• DATASET RECORDS:
***
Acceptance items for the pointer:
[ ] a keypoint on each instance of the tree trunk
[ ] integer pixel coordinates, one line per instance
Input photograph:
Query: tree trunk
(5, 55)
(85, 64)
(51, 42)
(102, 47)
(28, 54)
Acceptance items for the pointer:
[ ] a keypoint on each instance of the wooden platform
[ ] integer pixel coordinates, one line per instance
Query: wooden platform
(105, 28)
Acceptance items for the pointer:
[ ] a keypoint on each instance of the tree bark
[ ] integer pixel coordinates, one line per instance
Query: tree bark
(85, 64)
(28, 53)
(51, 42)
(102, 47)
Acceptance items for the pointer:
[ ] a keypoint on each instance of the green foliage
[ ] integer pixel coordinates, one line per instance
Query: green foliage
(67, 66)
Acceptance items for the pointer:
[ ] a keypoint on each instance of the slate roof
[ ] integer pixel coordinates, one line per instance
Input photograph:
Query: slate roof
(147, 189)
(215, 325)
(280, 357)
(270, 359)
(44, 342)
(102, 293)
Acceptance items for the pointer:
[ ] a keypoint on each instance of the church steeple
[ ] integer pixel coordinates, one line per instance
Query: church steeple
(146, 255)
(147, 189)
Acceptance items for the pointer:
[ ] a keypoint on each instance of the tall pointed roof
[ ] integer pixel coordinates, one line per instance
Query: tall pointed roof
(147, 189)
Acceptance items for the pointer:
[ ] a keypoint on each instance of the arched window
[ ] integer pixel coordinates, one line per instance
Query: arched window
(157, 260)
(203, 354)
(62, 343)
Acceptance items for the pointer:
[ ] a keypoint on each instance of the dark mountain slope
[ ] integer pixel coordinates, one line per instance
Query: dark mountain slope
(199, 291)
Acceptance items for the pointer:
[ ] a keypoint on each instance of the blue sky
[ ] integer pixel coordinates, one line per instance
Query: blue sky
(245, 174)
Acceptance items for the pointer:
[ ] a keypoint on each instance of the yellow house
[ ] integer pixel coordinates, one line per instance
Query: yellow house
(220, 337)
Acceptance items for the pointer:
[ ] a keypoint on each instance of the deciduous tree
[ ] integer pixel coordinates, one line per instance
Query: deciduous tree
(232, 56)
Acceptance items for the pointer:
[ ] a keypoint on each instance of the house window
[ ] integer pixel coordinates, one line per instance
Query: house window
***
• WORK REQUIRED:
I need all of the records above retyped exactly, please.

• SOLUTION TO THIS TASK:
Acceptance items for the pointer:
[ ] a keypoint on each instance of the tree trunk
[ ] integer pixel coordinates, one line per instance
Input photograph:
Query: tree trunk
(5, 55)
(85, 64)
(51, 42)
(102, 47)
(28, 54)
Acceptance items for the pointer:
[ ] a keypoint on each instance of the wooden platform
[ ] integer pixel coordinates, one line per instance
Query: wooden platform
(105, 28)
Acceptance items for the pointer:
[ ] a keypoint on each instance of the tree bark
[ ] integer pixel coordinates, one line per instance
Query: tree bark
(85, 64)
(28, 53)
(51, 42)
(102, 47)
Acceptance items for the pointer:
[ ] a keypoint on each instance of the green foliage
[ ] integer pixel coordinates, one line per instance
Query: green foliage
(67, 66)
Acceptance items for the pointer:
[ ] a keypoint on each instance of the slate roof
[ ] integer pixel coordinates, one line per instance
Input photograph:
Query: slate roof
(147, 189)
(215, 325)
(280, 357)
(270, 359)
(44, 342)
(102, 293)
Acceptance items for the pointer:
[ ] a keypoint on each instance of the church steeple
[ ] integer pixel coordinates, one line per instance
Query: church steeple
(146, 255)
(147, 189)
Acceptance items for the pointer:
[ ] a keypoint on each instance of the tall pointed roof
[ ] integer pixel coordinates, one line per instance
Query: tall pointed roof
(147, 189)
Acceptance items for the pointer:
[ ] a keypoint on each instance of the arched window
[ ] integer pixel coordinates, one line per instance
Query: arched window
(157, 260)
(203, 354)
(62, 343)
Acceptance items for the pointer:
[ ] a keypoint on each instance of the dark mountain slope
[ ] integer pixel coordinates, one line per instance
Query: dark mountain slope
(199, 291)
Acceptance items for the pointer:
[ ] a keypoint on each instance of the blue sky
[ ] integer pixel coordinates, one line per instance
Query: blue sky
(245, 174)
Acceptance items for the pointer:
[ ] a keypoint on each instance of the yellow house
[ ] integer pixel coordinates, one line per instance
Query: yellow house
(220, 337)
Acceptance items for the pointer:
[ ] a keypoint on each instance of the deciduous tree
[ ] integer pixel coordinates, one line per instance
Query: deciduous tree
(232, 56)
Acceptance items for the pointer:
[ ] a keypoint on each instance of the house window
[ ] integer pixel coordinates, one line per instance
Query: house window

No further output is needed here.